START RECORDS SHOWN
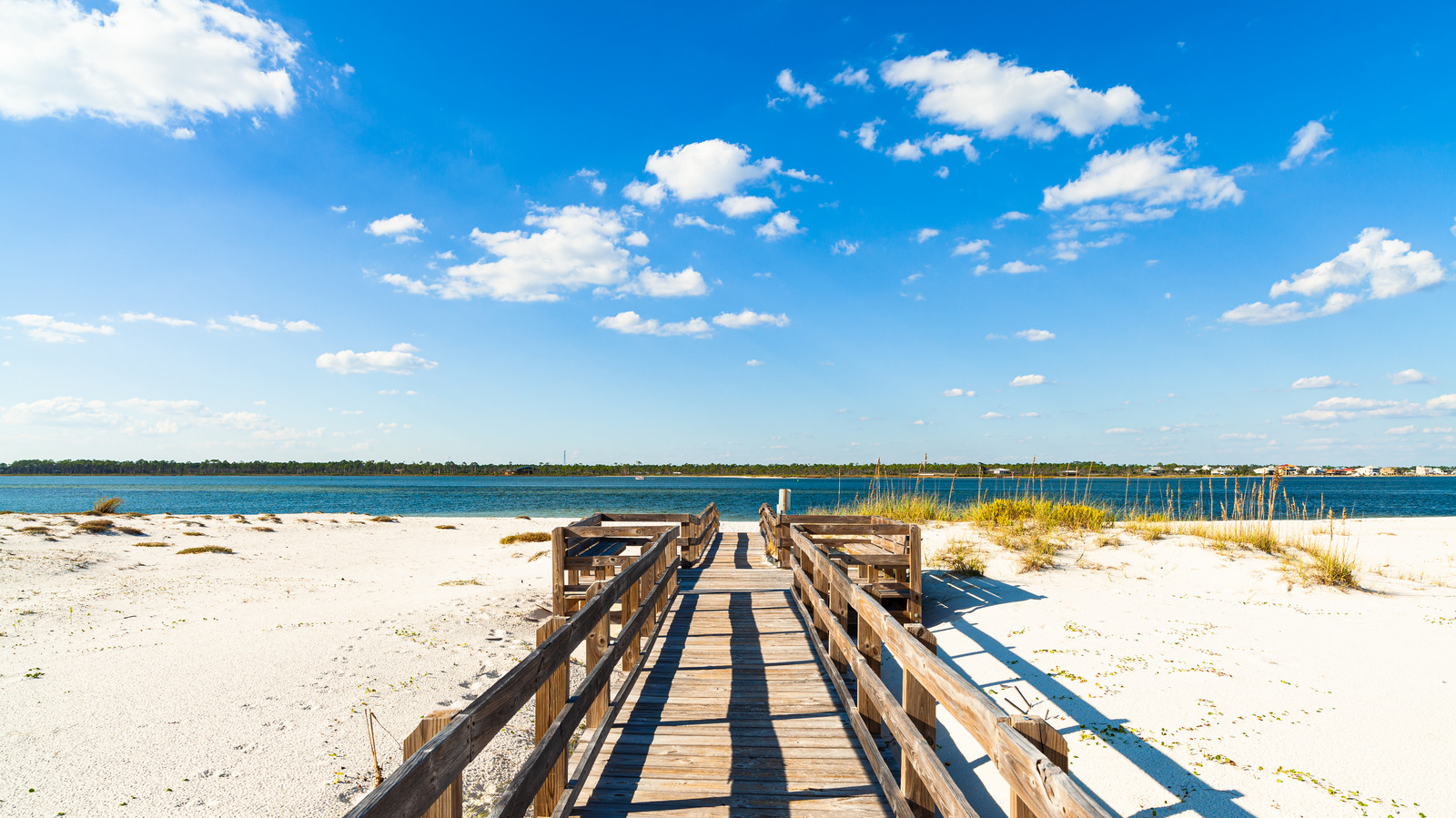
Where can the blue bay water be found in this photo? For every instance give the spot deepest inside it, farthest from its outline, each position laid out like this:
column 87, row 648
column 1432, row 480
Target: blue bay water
column 737, row 498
END RECORDS SHOWN
▶ [WORK INSTRUCTIONS]
Copy every record character for character. Skip the pictures.

▶ [TASK ANSWER]
Where can the blue bay water be found in this photo? For every instance give the spot deepest inside it, farthest from its outline, each position laid out like this:
column 87, row 648
column 1432, row 480
Target: blue bay water
column 737, row 498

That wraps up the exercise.